## begin Supplied material

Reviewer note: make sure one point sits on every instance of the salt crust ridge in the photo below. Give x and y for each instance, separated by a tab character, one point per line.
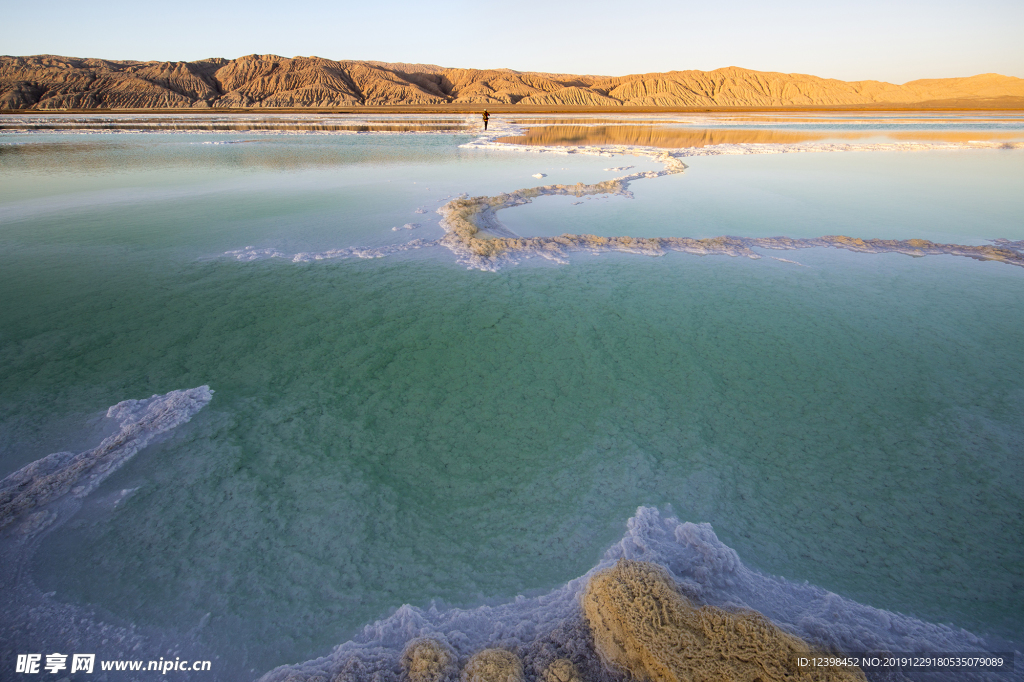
478	240
43	495
542	630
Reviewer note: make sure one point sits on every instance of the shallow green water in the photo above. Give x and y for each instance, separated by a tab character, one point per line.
402	429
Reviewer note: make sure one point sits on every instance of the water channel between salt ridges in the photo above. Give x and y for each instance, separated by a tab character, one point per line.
387	427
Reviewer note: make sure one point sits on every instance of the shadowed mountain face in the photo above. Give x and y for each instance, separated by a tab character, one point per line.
47	82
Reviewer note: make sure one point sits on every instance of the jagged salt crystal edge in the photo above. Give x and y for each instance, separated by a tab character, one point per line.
64	475
251	253
705	568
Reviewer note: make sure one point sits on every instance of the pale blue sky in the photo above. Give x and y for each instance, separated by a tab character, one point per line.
890	41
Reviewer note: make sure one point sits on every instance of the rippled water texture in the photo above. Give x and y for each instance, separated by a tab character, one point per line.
395	430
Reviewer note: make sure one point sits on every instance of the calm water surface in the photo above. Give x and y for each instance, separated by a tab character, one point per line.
396	430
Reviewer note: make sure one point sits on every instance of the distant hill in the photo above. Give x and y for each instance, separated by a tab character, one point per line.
266	81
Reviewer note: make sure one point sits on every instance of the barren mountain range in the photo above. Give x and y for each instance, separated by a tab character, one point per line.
266	81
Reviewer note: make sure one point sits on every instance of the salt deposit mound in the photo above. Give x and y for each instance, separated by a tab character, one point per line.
643	626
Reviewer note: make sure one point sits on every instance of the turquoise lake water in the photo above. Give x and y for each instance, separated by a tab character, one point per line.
400	429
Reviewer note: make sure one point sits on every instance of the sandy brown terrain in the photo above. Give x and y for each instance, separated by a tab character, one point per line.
266	81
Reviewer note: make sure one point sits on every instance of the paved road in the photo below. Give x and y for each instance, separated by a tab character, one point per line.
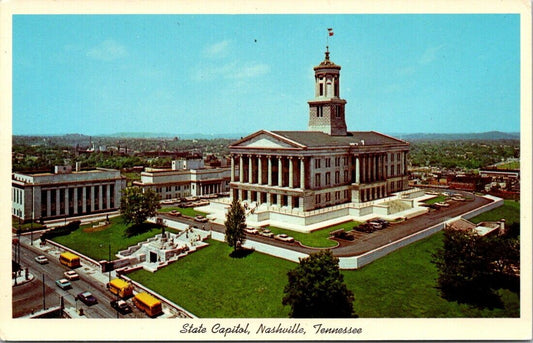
365	242
29	296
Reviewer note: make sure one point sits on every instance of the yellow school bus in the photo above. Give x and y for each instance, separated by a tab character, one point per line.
148	304
120	287
69	259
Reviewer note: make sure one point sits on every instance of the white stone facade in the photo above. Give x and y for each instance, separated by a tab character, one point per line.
66	193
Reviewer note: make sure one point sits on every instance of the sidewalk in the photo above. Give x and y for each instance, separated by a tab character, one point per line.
95	273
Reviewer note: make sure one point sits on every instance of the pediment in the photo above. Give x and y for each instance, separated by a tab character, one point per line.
266	140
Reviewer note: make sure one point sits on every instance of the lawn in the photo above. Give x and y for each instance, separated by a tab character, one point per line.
211	284
510	211
189	211
316	239
95	242
403	285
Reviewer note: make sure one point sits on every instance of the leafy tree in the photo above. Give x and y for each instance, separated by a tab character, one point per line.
472	267
316	289
136	205
235	224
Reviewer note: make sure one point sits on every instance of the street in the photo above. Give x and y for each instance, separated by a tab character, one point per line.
29	297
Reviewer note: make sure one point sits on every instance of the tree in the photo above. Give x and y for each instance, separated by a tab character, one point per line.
316	289
136	206
465	267
235	224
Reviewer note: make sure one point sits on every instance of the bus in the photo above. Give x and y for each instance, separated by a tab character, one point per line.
148	304
120	287
69	259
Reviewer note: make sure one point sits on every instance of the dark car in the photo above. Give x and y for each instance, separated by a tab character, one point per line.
121	306
87	298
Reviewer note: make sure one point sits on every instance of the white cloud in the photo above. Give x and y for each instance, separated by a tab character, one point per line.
430	54
217	50
108	50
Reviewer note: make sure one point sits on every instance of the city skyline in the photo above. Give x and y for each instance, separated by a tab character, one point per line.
218	74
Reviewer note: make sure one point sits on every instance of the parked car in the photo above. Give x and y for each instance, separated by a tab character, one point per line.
175	213
121	306
285	238
63	283
71	275
266	233
251	230
87	298
201	219
41	259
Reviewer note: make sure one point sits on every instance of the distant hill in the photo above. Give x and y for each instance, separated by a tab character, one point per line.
172	135
491	135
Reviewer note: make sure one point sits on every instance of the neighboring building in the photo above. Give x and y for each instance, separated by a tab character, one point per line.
65	193
181	181
482	229
323	166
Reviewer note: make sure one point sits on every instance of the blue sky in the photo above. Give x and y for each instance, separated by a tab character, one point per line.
186	74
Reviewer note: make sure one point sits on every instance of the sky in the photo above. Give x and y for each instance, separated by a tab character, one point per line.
218	74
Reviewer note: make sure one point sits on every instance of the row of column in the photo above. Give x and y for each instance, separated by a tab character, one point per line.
212	188
255	169
270	198
370	168
88	200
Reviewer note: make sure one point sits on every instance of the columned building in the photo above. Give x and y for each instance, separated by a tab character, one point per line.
65	193
323	166
178	182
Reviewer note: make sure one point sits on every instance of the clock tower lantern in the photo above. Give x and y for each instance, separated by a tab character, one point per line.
326	110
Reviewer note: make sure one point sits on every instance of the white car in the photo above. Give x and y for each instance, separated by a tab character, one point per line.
71	275
285	238
266	233
251	230
41	259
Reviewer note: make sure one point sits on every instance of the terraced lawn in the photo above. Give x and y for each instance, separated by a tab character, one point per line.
319	238
95	242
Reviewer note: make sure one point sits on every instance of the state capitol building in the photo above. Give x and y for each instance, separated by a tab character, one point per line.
300	171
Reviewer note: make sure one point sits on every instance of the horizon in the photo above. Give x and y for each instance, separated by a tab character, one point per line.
110	74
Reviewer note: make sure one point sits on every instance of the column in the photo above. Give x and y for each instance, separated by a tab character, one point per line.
280	172
232	168
66	202
58	203
302	174
48	202
83	199
259	170
75	200
363	168
270	170
241	169
100	197
357	174
92	198
291	172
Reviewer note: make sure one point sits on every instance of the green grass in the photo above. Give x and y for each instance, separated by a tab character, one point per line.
189	211
319	238
403	285
510	211
439	198
211	284
95	244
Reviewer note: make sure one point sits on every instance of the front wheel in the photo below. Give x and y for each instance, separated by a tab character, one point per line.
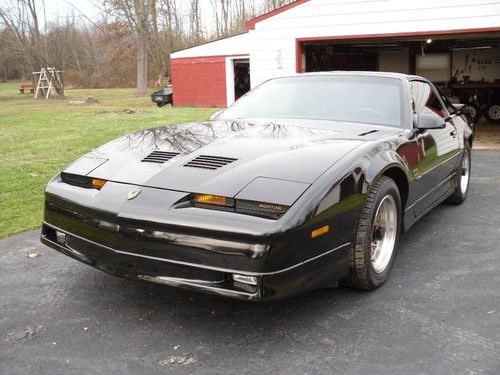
462	179
372	254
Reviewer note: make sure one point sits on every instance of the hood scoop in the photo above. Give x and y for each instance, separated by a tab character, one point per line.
209	162
159	157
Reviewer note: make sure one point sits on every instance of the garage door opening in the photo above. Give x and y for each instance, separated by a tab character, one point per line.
237	78
466	68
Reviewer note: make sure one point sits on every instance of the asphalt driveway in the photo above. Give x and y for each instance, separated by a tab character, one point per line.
438	313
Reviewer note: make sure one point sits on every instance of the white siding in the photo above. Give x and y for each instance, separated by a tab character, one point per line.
272	46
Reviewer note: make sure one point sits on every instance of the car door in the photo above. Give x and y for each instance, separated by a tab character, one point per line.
440	148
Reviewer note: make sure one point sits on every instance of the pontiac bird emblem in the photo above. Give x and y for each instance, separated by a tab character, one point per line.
133	194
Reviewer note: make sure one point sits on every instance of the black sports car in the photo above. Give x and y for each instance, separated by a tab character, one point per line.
305	181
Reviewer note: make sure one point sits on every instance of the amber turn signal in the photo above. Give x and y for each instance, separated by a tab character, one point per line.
98	183
210	199
320	231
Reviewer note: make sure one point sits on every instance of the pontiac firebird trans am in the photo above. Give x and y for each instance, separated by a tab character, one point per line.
304	182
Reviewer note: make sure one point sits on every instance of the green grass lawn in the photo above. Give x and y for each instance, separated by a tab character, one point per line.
40	137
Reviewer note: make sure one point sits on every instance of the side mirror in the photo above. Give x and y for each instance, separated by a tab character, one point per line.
216	114
426	121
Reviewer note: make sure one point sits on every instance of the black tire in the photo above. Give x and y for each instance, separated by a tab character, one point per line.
472	111
362	274
492	113
459	195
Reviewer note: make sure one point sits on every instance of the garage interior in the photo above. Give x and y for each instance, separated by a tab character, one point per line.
465	68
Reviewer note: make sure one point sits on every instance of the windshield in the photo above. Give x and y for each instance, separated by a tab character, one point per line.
374	100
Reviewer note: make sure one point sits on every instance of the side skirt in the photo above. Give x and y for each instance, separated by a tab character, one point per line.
409	216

## end Supplied material

**Directions for this task**.
Only the lines from the one containing "of the amber" through the end of the material should be reproduced, exactly, with both ends included.

**Response for this exercise**.
Reviewer note: make sure one point sits on every instance of the amber turn signal in the photo above. Give x and y for each instance, separated by a tab character, one point per line.
98	183
210	199
320	231
Reviewer note: make sure one point sits on every instance of the pontiac firebird trans am in the photo above. Give x and y for each instance, separated by a tab character, one point per line.
304	182
Reviewer note: make sure one point sits on every instance of the green grass lawn in the photo above. Give x and y for each instance, separated by a tab character, one point per line.
40	137
Reviewer note: make sure one point sits on every instance of the side mirror in the photo above. Give x and y for each instance, separated by a tab character, one point per line.
216	114
426	121
Reviewer note: make sure one point sits on every instance of the black tire in the photo above. Give x and y for each instance, separated by a tab character, one point per line.
472	111
362	274
492	113
459	195
Reviewer note: make sure one point sits on every instance of the garage interior in the photo above. Give x and y for each instance, separated by a tab character, one point per line.
465	68
Reviewer note: make sure one point sits on every instance of the windshield in the photo above. Give x and y for each instance, separated by a tab character, one point per line.
374	100
Reviewer note: make sure one point sits on every instance of the side skirt in the photo above. Give x and y for each instance, separated by a tab character, one point per line.
409	216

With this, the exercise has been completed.